======== EXTRAIT RETENU ========

4.      INVITE LES ÉTATS MEMBRES :

•      à poursuivre les objectifs énoncés au point 3 et à respecter les principes exposés dans la [décision n° 243/2012] lors des négociations portant sur d’éventuelles modifications du [r]èglement des radiocommunications de l’UIT à la CMR-15.

5.      INVITE LA COMMISSION :

•      à présenter rapidement un rapport au Parlement européen et au Conseil sur les résultats de la CMR-15 ainsi que sur les moyens de faire en sorte que les préparatifs engagés au niveau européen en vue de la prochaine conférence prévue en 2019 (CMR-19) concourent pleinement à la réalisation des politiques et des principes de l’Union. »

17      À l’occasion de l’adoption de l’acte attaqué, la Commission a fait la déclaration suivante, inscrite au procès-verbal de la session du Conseil :

« La Commission regrette que le Conseil ait adopté des conclusions en prévision de la [CMR-15], plutôt qu’une décision au titre de l’article 218, paragraphe 9, [...] TFUE. De l’avis de la Commission, cette position est contraire au traité et à la jurisprudence de la Cour [...]. La Commission se réserve la faculté de faire valoir tous ses droits à cet égard. »

 Les conclusions des parties et la procédure devant la Cour

18      La Commission demande à la Cour :

–        d’annuler l’acte attaqué et

–        de condamner le Conseil aux dépens.

19      Le Conseil demande à la Cour :

–        de rejeter le recours dans son intégralité et

–        de condamner la Commission aux dépens.

20      La République tchèque, la République fédérale d’Allemagne, la République française et le Royaume-Uni de Grande-Bretagne et d’Irlande du Nord ont été admis à intervenir au soutien des conclusions du Conseil.

 Sur le recours

 Sur la recevabilité des moyens des États membres intervenants

21      À l’appui de son recours, la Commission soulève un moyen unique tiré de ce que, en adoptant l’acte attaqué, au lieu d’une décision comme proposé par la Commission, le Conseil a violé l’article 218, paragraphe 9, TFUE.

======== DONNÉES ENREGISTRÉES ========

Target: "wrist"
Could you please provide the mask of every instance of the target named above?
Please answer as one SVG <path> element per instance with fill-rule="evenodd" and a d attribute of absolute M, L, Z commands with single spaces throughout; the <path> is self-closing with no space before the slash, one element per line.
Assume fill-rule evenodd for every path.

========
======== DONNÉES ENREGISTRÉES ========

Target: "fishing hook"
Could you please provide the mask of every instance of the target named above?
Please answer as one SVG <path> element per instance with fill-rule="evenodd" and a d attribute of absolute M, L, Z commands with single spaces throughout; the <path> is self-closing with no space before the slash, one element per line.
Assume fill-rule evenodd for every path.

========

**CONSIGNES DE L'EXERCICE:**
**1)** D'après l'extrait retenu, quels États ont été admis à intervenir au soutien des conclusions du Conseil ?
**2)** Reformulez plus brièvement le paragraphe de l'extrait retenu qui commence par « La Commission regrette que le Conseil », en conservant ses faits principaux.

**LES SOLUTIONS:**
**1)** La République tchèque, la République fédérale d'Allemagne, la République française et le Royaume-Uni de Grande-Bretagne et d'Irlande du Nord.

**2)** La Commission déplore que le Conseil ait adopté des conclusions en vue de la CMR-15 au lieu d'une décision fondée sur l'article 218, paragraphe 9, TFUE. Elle juge cette position contraire au traité et à la jurisprudence de la Cour, et se réserve la faculté de faire valoir tous ses droits.